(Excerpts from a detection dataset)
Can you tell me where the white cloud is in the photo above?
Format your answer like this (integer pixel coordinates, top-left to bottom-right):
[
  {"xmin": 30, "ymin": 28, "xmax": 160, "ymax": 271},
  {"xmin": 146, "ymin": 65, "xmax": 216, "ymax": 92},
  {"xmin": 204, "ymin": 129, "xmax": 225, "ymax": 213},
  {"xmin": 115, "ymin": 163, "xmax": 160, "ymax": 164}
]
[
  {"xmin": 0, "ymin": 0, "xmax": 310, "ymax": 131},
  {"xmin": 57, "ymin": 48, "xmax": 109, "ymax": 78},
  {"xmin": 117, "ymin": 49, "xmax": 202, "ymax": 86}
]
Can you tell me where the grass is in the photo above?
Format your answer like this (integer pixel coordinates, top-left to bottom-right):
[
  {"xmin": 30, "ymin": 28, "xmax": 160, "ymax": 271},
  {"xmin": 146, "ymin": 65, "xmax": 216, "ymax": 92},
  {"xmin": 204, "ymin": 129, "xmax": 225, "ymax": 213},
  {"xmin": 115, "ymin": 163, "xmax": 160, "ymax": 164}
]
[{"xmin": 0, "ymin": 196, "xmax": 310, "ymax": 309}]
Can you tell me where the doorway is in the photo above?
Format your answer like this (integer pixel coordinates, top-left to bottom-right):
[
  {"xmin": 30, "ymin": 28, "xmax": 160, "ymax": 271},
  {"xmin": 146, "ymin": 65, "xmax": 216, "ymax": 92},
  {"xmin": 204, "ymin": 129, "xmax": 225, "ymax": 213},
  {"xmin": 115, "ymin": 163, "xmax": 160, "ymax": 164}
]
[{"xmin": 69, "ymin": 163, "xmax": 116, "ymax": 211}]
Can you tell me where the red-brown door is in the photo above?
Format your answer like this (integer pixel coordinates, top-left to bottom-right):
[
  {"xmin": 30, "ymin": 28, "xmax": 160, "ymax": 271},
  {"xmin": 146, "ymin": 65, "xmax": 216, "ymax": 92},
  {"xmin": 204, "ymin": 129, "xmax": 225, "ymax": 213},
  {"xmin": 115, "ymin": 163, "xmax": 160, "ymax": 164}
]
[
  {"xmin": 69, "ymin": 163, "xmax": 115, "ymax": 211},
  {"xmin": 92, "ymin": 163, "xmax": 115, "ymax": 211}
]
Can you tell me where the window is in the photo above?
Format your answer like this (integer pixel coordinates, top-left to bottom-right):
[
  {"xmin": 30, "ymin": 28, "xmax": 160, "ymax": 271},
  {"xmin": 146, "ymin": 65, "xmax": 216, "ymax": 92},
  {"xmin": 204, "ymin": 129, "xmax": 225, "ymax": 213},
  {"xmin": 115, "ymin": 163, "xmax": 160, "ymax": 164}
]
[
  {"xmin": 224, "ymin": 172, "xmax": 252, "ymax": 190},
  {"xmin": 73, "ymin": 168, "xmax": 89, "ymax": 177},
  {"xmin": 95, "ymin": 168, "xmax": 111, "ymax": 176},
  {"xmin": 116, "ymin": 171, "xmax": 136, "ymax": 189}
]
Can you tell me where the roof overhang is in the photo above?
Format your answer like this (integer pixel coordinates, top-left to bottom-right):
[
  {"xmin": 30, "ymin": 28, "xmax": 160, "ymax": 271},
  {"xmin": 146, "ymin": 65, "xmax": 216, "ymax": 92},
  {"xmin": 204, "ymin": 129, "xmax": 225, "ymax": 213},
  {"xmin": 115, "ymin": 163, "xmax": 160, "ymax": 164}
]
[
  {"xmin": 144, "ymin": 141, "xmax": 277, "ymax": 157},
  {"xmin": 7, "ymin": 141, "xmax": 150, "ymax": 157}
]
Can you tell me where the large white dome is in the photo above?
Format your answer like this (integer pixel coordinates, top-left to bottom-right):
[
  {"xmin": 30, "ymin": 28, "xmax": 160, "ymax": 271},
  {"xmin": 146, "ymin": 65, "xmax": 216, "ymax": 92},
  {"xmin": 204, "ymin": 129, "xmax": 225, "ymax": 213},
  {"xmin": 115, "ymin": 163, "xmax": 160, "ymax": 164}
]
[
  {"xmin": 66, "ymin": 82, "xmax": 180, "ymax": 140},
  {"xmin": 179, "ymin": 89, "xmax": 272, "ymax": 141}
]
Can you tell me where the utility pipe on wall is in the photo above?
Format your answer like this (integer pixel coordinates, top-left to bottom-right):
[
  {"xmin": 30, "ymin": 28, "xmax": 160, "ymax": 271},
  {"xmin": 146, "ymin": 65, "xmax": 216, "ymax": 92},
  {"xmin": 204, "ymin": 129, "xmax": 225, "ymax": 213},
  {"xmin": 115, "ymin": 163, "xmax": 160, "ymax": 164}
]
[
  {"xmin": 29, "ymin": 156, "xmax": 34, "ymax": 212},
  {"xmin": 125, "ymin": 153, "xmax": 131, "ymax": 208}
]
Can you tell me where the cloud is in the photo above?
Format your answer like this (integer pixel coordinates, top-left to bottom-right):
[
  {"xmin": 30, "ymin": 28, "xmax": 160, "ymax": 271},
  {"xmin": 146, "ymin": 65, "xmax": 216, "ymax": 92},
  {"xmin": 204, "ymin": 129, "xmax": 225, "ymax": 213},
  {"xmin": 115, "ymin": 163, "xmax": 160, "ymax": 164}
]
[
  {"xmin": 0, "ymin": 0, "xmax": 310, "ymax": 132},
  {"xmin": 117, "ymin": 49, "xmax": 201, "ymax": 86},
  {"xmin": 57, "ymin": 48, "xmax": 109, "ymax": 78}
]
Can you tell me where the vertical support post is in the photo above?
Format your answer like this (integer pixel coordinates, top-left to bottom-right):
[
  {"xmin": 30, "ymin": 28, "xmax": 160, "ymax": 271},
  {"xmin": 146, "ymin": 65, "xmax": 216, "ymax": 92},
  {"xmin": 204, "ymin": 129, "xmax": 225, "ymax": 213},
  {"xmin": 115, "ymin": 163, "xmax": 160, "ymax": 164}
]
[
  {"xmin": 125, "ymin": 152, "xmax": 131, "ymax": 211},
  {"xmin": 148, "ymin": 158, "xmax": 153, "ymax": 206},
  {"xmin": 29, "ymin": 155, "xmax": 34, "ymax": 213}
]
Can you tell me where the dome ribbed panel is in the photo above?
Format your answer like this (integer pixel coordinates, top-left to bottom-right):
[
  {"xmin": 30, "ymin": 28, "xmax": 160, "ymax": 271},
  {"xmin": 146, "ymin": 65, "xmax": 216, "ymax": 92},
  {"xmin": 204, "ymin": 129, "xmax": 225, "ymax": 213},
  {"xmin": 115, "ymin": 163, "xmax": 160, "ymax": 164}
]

_Goal_.
Render the entire listing above as a Markdown table with two columns, Row and Line, giving each line its own numbered row and skipping blank lines.

_Written response_.
| Row | Line |
|---|---|
| 1 | Can you tell me where the white cloud is in the photo above? |
| 2 | Format your answer like this (integer pixel coordinates, top-left to bottom-right): |
| 3 | [ |
| 4 |   {"xmin": 30, "ymin": 28, "xmax": 160, "ymax": 271}, |
| 5 |   {"xmin": 146, "ymin": 65, "xmax": 216, "ymax": 92}, |
| 6 |   {"xmin": 204, "ymin": 129, "xmax": 225, "ymax": 213}, |
| 7 |   {"xmin": 115, "ymin": 163, "xmax": 160, "ymax": 164} |
| 8 | ] |
| 9 | [ |
| 10 |   {"xmin": 0, "ymin": 0, "xmax": 310, "ymax": 131}, |
| 11 |   {"xmin": 57, "ymin": 48, "xmax": 109, "ymax": 78}, |
| 12 |   {"xmin": 117, "ymin": 49, "xmax": 202, "ymax": 86} |
| 13 | ] |
| 14 | Can you tell me where the grass is in the photo above? |
| 15 | Format your answer like this (integer pixel coordinates, top-left to bottom-right): |
| 16 | [ |
| 17 |   {"xmin": 30, "ymin": 28, "xmax": 160, "ymax": 271}, |
| 18 |   {"xmin": 146, "ymin": 65, "xmax": 216, "ymax": 92}, |
| 19 |   {"xmin": 204, "ymin": 129, "xmax": 225, "ymax": 213}, |
| 20 |   {"xmin": 115, "ymin": 163, "xmax": 160, "ymax": 164} |
| 21 | ] |
| 22 | [{"xmin": 0, "ymin": 196, "xmax": 310, "ymax": 309}] |
| 23 | Can you tell me where the doorway is in the photo above? |
| 24 | Format your answer like this (integer pixel coordinates, top-left to bottom-right): |
| 25 | [ |
| 26 |   {"xmin": 30, "ymin": 28, "xmax": 160, "ymax": 271}, |
| 27 |   {"xmin": 146, "ymin": 65, "xmax": 216, "ymax": 92}, |
| 28 |   {"xmin": 204, "ymin": 129, "xmax": 225, "ymax": 213}, |
| 29 |   {"xmin": 115, "ymin": 163, "xmax": 160, "ymax": 164} |
| 30 | ] |
| 31 | [{"xmin": 69, "ymin": 163, "xmax": 116, "ymax": 211}] |
| 32 | Can you tell me where the red-brown door is in the photo above? |
| 33 | Format your answer like this (integer pixel coordinates, top-left to bottom-right): |
| 34 | [ |
| 35 |   {"xmin": 30, "ymin": 28, "xmax": 160, "ymax": 271}, |
| 36 |   {"xmin": 146, "ymin": 65, "xmax": 216, "ymax": 92}, |
| 37 |   {"xmin": 204, "ymin": 129, "xmax": 225, "ymax": 213}, |
| 38 |   {"xmin": 115, "ymin": 163, "xmax": 160, "ymax": 164} |
| 39 | ] |
| 40 | [ |
| 41 |   {"xmin": 69, "ymin": 163, "xmax": 115, "ymax": 211}, |
| 42 |   {"xmin": 92, "ymin": 163, "xmax": 115, "ymax": 211} |
| 43 | ] |
| 44 | Can you tell me where the window is in the photo above? |
| 45 | Format your answer like this (integer pixel coordinates, top-left to bottom-right): |
| 46 | [ |
| 47 |   {"xmin": 30, "ymin": 28, "xmax": 160, "ymax": 271}, |
| 48 |   {"xmin": 146, "ymin": 65, "xmax": 216, "ymax": 92}, |
| 49 |   {"xmin": 204, "ymin": 129, "xmax": 225, "ymax": 213}, |
| 50 |   {"xmin": 115, "ymin": 163, "xmax": 160, "ymax": 164} |
| 51 | ] |
| 52 | [ |
| 53 |   {"xmin": 224, "ymin": 172, "xmax": 252, "ymax": 190}, |
| 54 |   {"xmin": 73, "ymin": 168, "xmax": 89, "ymax": 177}, |
| 55 |   {"xmin": 95, "ymin": 168, "xmax": 111, "ymax": 176}, |
| 56 |   {"xmin": 116, "ymin": 171, "xmax": 136, "ymax": 189} |
| 57 | ] |
| 58 | Can you tell me where the roof overhang is in the photo above? |
| 59 | Format your answer like this (integer pixel coordinates, top-left to bottom-right): |
| 60 | [ |
| 61 |   {"xmin": 30, "ymin": 28, "xmax": 160, "ymax": 271}, |
| 62 |   {"xmin": 146, "ymin": 65, "xmax": 216, "ymax": 92}, |
| 63 |   {"xmin": 204, "ymin": 129, "xmax": 225, "ymax": 213}, |
| 64 |   {"xmin": 115, "ymin": 163, "xmax": 160, "ymax": 164} |
| 65 | ] |
| 66 | [ |
| 67 |   {"xmin": 144, "ymin": 141, "xmax": 277, "ymax": 157}, |
| 68 |   {"xmin": 7, "ymin": 141, "xmax": 150, "ymax": 157} |
| 69 | ] |
| 70 | Can you tell me where the large white dome is in the photo above? |
| 71 | Format your answer like this (integer pixel coordinates, top-left to bottom-right): |
| 72 | [ |
| 73 |   {"xmin": 30, "ymin": 28, "xmax": 160, "ymax": 271}, |
| 74 |   {"xmin": 146, "ymin": 65, "xmax": 216, "ymax": 92}, |
| 75 |   {"xmin": 204, "ymin": 129, "xmax": 225, "ymax": 213}, |
| 76 |   {"xmin": 115, "ymin": 163, "xmax": 160, "ymax": 164} |
| 77 | ] |
| 78 | [ |
| 79 |   {"xmin": 66, "ymin": 82, "xmax": 180, "ymax": 140}, |
| 80 |   {"xmin": 179, "ymin": 89, "xmax": 272, "ymax": 141} |
| 81 | ] |
| 82 | Can you tell me where the utility pipe on wall is in the photo above? |
| 83 | Format your answer like this (integer pixel coordinates, top-left to bottom-right): |
| 84 | [ |
| 85 |   {"xmin": 30, "ymin": 28, "xmax": 160, "ymax": 271}, |
| 86 |   {"xmin": 146, "ymin": 65, "xmax": 216, "ymax": 92}, |
| 87 |   {"xmin": 204, "ymin": 129, "xmax": 225, "ymax": 213}, |
| 88 |   {"xmin": 115, "ymin": 163, "xmax": 160, "ymax": 164} |
| 89 | ] |
| 90 | [ |
| 91 |   {"xmin": 29, "ymin": 156, "xmax": 34, "ymax": 212}, |
| 92 |   {"xmin": 125, "ymin": 153, "xmax": 131, "ymax": 208} |
| 93 | ] |
| 94 | Can you tell me where the cloud is in the photo above? |
| 95 | Format your answer like this (integer pixel coordinates, top-left to bottom-right): |
| 96 | [ |
| 97 |   {"xmin": 30, "ymin": 28, "xmax": 160, "ymax": 271}, |
| 98 |   {"xmin": 146, "ymin": 65, "xmax": 216, "ymax": 92}, |
| 99 |   {"xmin": 204, "ymin": 129, "xmax": 225, "ymax": 213}, |
| 100 |   {"xmin": 115, "ymin": 163, "xmax": 160, "ymax": 164} |
| 101 | ] |
| 102 | [ |
| 103 |   {"xmin": 0, "ymin": 0, "xmax": 310, "ymax": 132}, |
| 104 |   {"xmin": 117, "ymin": 49, "xmax": 201, "ymax": 86}, |
| 105 |   {"xmin": 57, "ymin": 48, "xmax": 109, "ymax": 78} |
| 106 | ] |
| 107 | Can you tell me where the vertical support post is in the photo above? |
| 108 | Format your answer like this (integer pixel coordinates, top-left to bottom-right): |
| 109 | [ |
| 110 |   {"xmin": 30, "ymin": 28, "xmax": 160, "ymax": 271}, |
| 111 |   {"xmin": 146, "ymin": 65, "xmax": 216, "ymax": 92}, |
| 112 |   {"xmin": 204, "ymin": 129, "xmax": 225, "ymax": 213}, |
| 113 |   {"xmin": 115, "ymin": 163, "xmax": 160, "ymax": 164} |
| 114 | ] |
| 115 | [ |
| 116 |   {"xmin": 125, "ymin": 152, "xmax": 131, "ymax": 211}, |
| 117 |   {"xmin": 148, "ymin": 158, "xmax": 153, "ymax": 206}, |
| 118 |   {"xmin": 29, "ymin": 155, "xmax": 34, "ymax": 213} |
| 119 | ] |
| 120 | Can you tell me where the dome ribbed panel is in the photo above? |
| 121 | Format your answer like this (integer pixel coordinates, top-left to bottom-right): |
| 122 | [ |
| 123 |   {"xmin": 30, "ymin": 28, "xmax": 160, "ymax": 271}, |
| 124 |   {"xmin": 146, "ymin": 65, "xmax": 216, "ymax": 92}, |
| 125 |   {"xmin": 204, "ymin": 129, "xmax": 225, "ymax": 213}, |
| 126 |   {"xmin": 115, "ymin": 163, "xmax": 160, "ymax": 164} |
| 127 | ] |